▶ Task to complete
In the records below, reproduce word for word the lines starting at the line containing "class=rocky summit" and ending at the line containing "[839,215,1199,398]", with both of those lines included. Give back only those lines.

▶ Working data
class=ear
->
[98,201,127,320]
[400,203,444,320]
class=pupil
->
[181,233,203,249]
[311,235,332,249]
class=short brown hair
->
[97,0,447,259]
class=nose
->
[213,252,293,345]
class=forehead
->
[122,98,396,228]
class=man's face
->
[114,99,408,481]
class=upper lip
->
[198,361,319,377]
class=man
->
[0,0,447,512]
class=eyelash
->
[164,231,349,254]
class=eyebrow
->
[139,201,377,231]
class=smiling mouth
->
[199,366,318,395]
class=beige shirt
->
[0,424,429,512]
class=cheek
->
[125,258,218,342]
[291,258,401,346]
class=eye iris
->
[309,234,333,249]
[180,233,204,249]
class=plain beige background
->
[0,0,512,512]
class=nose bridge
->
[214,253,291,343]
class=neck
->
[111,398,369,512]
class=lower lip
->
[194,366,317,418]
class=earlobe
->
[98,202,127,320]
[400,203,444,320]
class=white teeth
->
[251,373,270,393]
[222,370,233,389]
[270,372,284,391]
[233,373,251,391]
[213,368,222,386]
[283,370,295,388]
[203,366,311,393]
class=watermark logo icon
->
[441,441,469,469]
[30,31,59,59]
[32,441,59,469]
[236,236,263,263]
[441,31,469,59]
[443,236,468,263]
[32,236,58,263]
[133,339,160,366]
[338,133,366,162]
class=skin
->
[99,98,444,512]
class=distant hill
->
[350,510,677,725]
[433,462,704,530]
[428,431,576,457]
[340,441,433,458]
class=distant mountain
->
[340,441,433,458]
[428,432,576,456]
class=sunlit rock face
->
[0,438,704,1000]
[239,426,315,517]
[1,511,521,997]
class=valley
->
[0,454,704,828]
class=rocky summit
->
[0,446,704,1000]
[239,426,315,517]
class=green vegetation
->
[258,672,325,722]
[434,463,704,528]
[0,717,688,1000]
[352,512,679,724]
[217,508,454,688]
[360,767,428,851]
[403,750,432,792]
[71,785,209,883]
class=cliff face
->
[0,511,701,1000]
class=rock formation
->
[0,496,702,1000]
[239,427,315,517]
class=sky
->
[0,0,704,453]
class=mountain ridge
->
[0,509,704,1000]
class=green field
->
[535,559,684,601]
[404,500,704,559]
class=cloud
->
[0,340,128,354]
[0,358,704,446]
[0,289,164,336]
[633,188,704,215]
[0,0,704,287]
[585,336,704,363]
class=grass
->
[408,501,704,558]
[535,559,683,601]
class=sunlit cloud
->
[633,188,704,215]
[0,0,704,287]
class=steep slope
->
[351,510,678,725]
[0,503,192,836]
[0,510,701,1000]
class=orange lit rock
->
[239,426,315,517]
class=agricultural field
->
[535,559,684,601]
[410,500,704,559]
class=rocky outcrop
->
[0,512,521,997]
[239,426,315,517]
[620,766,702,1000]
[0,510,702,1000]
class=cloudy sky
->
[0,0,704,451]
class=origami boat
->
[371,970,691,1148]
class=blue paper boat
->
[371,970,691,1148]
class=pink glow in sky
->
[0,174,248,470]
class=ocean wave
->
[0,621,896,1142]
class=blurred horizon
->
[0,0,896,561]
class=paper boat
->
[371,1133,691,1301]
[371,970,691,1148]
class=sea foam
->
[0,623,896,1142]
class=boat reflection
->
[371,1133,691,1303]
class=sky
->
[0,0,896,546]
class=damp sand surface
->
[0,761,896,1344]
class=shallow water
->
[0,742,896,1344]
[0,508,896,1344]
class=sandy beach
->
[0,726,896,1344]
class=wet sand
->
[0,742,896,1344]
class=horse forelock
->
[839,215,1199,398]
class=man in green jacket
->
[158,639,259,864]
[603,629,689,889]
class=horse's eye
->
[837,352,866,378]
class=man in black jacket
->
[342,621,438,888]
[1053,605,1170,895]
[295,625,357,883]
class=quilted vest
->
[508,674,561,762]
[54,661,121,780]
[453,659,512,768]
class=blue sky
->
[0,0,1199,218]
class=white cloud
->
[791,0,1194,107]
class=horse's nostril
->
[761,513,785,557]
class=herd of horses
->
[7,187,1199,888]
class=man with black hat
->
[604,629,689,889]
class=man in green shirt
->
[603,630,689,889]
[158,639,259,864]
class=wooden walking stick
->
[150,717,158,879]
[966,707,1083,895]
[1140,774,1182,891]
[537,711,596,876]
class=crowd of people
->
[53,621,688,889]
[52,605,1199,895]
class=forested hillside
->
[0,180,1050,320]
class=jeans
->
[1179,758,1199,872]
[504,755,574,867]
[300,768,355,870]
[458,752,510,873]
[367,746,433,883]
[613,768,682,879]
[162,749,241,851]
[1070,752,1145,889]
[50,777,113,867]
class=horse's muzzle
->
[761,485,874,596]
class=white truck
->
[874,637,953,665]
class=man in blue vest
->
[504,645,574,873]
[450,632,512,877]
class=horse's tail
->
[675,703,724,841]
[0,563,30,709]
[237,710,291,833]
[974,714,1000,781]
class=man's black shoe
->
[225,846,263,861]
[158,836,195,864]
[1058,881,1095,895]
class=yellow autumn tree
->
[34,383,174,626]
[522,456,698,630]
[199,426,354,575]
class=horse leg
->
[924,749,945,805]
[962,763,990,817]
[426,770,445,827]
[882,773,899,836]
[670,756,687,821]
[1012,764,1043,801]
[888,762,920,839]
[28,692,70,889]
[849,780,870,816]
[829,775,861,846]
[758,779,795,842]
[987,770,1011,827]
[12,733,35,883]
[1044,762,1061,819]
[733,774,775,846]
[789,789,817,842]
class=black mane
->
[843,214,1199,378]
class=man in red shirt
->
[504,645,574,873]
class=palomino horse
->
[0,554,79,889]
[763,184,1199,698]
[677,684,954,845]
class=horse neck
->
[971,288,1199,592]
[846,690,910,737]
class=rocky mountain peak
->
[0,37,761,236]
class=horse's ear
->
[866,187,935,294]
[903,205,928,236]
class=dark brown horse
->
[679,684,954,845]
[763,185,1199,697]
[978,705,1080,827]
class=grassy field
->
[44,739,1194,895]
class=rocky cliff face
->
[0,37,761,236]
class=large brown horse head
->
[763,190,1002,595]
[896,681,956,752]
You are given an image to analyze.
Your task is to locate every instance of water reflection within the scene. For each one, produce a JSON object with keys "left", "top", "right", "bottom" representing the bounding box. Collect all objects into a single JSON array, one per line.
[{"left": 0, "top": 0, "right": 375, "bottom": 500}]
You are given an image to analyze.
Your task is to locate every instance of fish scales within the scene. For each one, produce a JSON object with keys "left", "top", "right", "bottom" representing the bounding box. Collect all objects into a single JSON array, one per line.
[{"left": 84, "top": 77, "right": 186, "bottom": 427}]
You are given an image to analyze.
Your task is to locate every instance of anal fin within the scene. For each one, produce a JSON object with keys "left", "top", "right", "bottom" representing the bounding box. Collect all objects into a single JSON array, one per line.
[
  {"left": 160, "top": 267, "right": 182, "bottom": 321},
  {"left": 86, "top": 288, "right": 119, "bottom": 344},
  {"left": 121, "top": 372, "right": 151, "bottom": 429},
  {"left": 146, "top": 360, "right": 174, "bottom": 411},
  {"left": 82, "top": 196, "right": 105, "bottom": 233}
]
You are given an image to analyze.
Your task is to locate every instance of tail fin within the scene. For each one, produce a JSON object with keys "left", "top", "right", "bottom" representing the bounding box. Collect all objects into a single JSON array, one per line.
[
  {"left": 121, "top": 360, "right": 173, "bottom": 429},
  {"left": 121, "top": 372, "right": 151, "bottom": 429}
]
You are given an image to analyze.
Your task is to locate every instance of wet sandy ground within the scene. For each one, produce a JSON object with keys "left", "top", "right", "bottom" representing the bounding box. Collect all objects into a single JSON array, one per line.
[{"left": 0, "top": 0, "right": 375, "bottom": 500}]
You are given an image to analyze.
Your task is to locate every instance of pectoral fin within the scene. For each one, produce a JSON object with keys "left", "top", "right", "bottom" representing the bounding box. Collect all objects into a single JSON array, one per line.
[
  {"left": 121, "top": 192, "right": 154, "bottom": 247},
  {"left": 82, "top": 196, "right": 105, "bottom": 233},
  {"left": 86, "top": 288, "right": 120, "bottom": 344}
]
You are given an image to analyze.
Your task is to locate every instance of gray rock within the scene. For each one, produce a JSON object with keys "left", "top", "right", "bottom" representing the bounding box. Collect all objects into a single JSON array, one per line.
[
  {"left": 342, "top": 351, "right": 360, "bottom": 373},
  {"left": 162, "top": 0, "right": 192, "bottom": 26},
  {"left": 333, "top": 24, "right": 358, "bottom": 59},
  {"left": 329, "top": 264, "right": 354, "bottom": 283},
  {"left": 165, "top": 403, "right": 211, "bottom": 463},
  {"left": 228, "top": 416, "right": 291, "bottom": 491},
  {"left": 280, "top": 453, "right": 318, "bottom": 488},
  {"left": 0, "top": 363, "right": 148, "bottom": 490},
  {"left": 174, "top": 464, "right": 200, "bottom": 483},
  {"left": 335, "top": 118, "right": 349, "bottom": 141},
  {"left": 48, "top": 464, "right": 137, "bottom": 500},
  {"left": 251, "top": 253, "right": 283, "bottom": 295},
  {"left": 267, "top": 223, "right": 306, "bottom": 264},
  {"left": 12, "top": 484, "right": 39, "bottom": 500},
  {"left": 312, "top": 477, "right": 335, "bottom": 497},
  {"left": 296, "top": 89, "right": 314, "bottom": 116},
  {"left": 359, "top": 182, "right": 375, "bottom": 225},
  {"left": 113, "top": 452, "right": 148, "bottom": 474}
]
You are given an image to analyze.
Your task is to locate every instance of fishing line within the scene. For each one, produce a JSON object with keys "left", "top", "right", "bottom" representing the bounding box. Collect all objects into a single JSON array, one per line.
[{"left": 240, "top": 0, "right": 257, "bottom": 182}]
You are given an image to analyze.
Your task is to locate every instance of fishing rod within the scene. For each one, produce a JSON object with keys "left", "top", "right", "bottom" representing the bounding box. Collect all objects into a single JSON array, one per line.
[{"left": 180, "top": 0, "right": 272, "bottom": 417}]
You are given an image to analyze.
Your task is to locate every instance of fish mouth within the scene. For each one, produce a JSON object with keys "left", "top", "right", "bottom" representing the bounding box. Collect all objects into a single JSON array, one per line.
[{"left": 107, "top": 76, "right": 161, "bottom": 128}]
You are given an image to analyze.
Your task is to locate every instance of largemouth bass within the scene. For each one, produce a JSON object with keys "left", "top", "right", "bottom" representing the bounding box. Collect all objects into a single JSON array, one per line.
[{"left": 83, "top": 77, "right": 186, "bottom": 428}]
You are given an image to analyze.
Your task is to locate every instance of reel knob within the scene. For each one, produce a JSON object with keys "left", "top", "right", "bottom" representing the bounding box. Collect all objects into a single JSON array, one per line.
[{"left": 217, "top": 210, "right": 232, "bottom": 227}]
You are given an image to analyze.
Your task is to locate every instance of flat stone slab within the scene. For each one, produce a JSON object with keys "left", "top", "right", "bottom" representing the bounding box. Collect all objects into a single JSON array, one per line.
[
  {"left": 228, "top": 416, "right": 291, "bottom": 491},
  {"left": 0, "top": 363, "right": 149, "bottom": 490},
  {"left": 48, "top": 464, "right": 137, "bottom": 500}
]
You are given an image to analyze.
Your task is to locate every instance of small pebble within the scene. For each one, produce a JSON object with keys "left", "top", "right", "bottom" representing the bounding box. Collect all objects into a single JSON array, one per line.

▶ Response
class=rocky summit
->
[0,446,704,1000]
[239,426,315,517]
class=green vegetation
->
[258,672,325,722]
[434,463,704,528]
[0,717,688,1000]
[352,512,679,724]
[217,508,454,688]
[360,767,428,851]
[403,750,432,792]
[71,785,209,883]
class=cliff face
->
[0,511,701,1000]
class=rock formation
->
[0,496,702,1000]
[239,427,315,517]
class=sky
->
[0,0,704,453]
class=mountain ridge
->
[0,509,704,1000]
class=green field
->
[535,559,684,601]
[404,500,704,559]
class=cloud
->
[0,340,128,354]
[0,358,704,446]
[0,289,164,336]
[633,188,704,215]
[0,0,704,287]
[585,336,704,363]
class=grass
->
[408,501,704,558]
[535,559,683,601]
class=sunlit cloud
->
[633,188,704,215]
[0,0,704,287]
class=steep slope
->
[351,510,678,725]
[0,503,192,836]
[0,510,701,1000]
class=orange lit rock
->
[239,426,315,517]
class=agricultural field
->
[535,559,684,601]
[410,500,704,559]
class=rocky outcrop
->
[0,512,521,997]
[239,426,315,517]
[620,766,702,1000]
[0,510,702,1000]
class=cloudy sky
->
[0,0,704,451]
class=origami boat
->
[371,970,691,1148]
class=blue paper boat
->
[371,970,691,1148]
class=pink glow in sky
->
[0,174,248,470]
class=ocean wave
->
[0,621,896,1142]
class=blurred horizon
->
[0,0,896,561]
class=paper boat
->
[371,1133,691,1301]
[371,970,691,1148]
class=sea foam
->
[0,623,896,1142]
class=boat reflection
->
[371,1133,691,1303]
class=sky
->
[0,0,896,546]
class=damp sand surface
->
[0,761,896,1344]
class=shallow water
->
[0,742,896,1344]
[0,508,896,1344]
class=sandy beach
->
[0,726,896,1344]
class=wet sand
->
[0,742,896,1344]
class=horse forelock
->
[839,215,1199,398]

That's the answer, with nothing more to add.